### WHAT IS NEEDED
Can you reproduce the data beneath, keeping every line exact?

### THE INPUT
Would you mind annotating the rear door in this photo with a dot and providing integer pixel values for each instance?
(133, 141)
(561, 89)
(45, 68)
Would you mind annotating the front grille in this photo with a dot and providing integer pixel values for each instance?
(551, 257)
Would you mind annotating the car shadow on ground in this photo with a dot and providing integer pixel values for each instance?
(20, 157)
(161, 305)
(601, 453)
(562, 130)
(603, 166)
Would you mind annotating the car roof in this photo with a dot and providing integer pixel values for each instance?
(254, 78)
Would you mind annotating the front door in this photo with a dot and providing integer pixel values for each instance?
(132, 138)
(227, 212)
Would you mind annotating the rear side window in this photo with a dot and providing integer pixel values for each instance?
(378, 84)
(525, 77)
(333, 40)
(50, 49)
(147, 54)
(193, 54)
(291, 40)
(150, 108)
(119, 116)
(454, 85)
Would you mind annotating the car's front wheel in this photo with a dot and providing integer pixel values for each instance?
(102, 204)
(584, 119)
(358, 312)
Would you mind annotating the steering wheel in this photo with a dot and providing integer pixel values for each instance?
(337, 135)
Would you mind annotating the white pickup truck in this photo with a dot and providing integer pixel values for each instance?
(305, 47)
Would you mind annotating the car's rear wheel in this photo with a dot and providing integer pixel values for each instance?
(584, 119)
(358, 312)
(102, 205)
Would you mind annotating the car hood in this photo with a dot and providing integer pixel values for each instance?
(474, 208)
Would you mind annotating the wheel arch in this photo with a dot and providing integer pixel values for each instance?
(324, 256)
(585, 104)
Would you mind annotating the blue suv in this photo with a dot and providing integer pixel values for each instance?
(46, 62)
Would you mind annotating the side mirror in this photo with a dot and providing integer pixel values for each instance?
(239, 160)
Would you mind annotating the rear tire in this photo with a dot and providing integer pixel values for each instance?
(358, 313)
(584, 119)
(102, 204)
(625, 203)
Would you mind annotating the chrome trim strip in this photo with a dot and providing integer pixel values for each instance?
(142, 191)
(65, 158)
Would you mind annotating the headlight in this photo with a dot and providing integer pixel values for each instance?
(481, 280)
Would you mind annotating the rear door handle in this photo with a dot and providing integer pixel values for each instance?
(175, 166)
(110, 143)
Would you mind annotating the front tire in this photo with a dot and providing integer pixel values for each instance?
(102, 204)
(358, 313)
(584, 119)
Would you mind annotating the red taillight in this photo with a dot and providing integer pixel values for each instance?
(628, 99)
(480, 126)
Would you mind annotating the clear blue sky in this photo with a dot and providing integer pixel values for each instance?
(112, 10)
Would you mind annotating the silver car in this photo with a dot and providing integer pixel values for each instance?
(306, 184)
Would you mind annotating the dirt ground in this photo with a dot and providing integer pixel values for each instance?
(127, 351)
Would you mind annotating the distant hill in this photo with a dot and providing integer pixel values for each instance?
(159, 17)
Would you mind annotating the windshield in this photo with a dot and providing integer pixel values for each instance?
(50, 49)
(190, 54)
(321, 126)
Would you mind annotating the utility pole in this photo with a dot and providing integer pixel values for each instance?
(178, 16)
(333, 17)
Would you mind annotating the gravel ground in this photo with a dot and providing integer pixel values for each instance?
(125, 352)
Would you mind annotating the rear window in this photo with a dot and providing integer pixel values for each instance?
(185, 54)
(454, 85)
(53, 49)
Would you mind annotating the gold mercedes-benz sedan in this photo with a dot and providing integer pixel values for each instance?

### WORKED ANSWER
Would you mind annotating the rear door in this photo with a dot and providing integer pixel values for each instance?
(133, 141)
(561, 89)
(45, 68)
Would you mind annotating the front grille in this photo with a dot and providing integer pixel values for each instance?
(551, 257)
Would you mind annotating the car shadow on ground in this photo with a dot and providing integer pixel values for each instance?
(20, 157)
(161, 305)
(601, 453)
(562, 130)
(603, 166)
Would you mind annotating the car roof in this photo with a dot and providing integer pixel values for each instance?
(254, 78)
Would you mind annotating the front door in this photo with a dot and providing integer pixel values for each instance?
(132, 138)
(227, 212)
Would you mind annotating the rear side window in this photo with a dot and providing integer pixel values for each instance?
(378, 84)
(525, 77)
(333, 40)
(50, 49)
(147, 54)
(193, 54)
(291, 40)
(150, 108)
(119, 116)
(454, 85)
Would you mind annotating the car's front wheel in this photo with a dot and providing integer pixel values for each instance?
(102, 204)
(584, 119)
(358, 312)
Would you mind annotating the steering wheel in this photo with a dot and providing integer pixel values for each instance?
(337, 135)
Would you mind annotating the white pickup truck in this photo with a dot and providing integer pixel values for each instance?
(305, 47)
Would you mind annotating the car's rear wheel in this photo with a dot and providing integer pixel values for each instance?
(584, 119)
(358, 312)
(102, 205)
Would you mind annotating the car hood in this photo with a dot and providing integer pixel values for each instance?
(474, 208)
Would you mind annotating the wheel arch in this photo with a dot and providing integer pixel values for each instance?
(324, 256)
(585, 104)
Would you mind annotating the blue suv in this photo with a dot and providing integer pixel values for each instance?
(46, 62)
Would you mind annotating the side mirror in this photo with a dot and providing integer pixel values for each instance?
(239, 160)
Would you mind annotating the rear tire in this photo with a dot and providing integer pixel values for each instance?
(358, 313)
(584, 119)
(102, 204)
(625, 203)
Would you mind annotating the chrome trim strip in this photo with a dot and providing integer pixel values for each instance?
(142, 191)
(65, 158)
Would you mind annotating the headlight in this photo with a dot and providing integer pixel values for each instance?
(481, 280)
Would you mind annotating the rear door handle in this photo with a dot and providing integer pixel values for each instance?
(175, 166)
(110, 143)
Would you mind annotating the front tire in this photo with a dot and providing integer pixel values for each instance?
(102, 204)
(358, 313)
(584, 119)
Would you mind annotating the red taillight in this photo with a dot and providing integer pixel values for each instance?
(628, 99)
(480, 126)
Would you mind annotating the clear blue sky in this photo with a dot and providing integer pixel values for each instance?
(112, 10)
Would you mind annotating the silver car in this photo with a dot and providing integer pixel values for each instance?
(306, 184)
Would you mind annotating the dirt ground in this photo with a dot and providing integer pixel values for each instance?
(127, 351)
Would you mind annotating the distant hill in this photo with a dot and providing integer pixel values for each instance?
(159, 17)
Would you mind annotating the windshield in this photo with a dot and providing integer pixel values for each instance?
(50, 49)
(190, 54)
(321, 126)
Would you mind annotating the utility pole in this photo with a dot and providing integer pixel values for each instance?
(178, 16)
(333, 17)
Would you mind annotating the gravel ground in this photo with a dot and providing integer pixel values for each instance?
(125, 352)
Would you mind annotating the rear window in this photo with a dot and providing integer pixel values for each instance?
(185, 54)
(454, 85)
(53, 49)
Would you mind annotating the gold mercedes-benz sedan in this photo with a dot and providing integer pixel values for each instance?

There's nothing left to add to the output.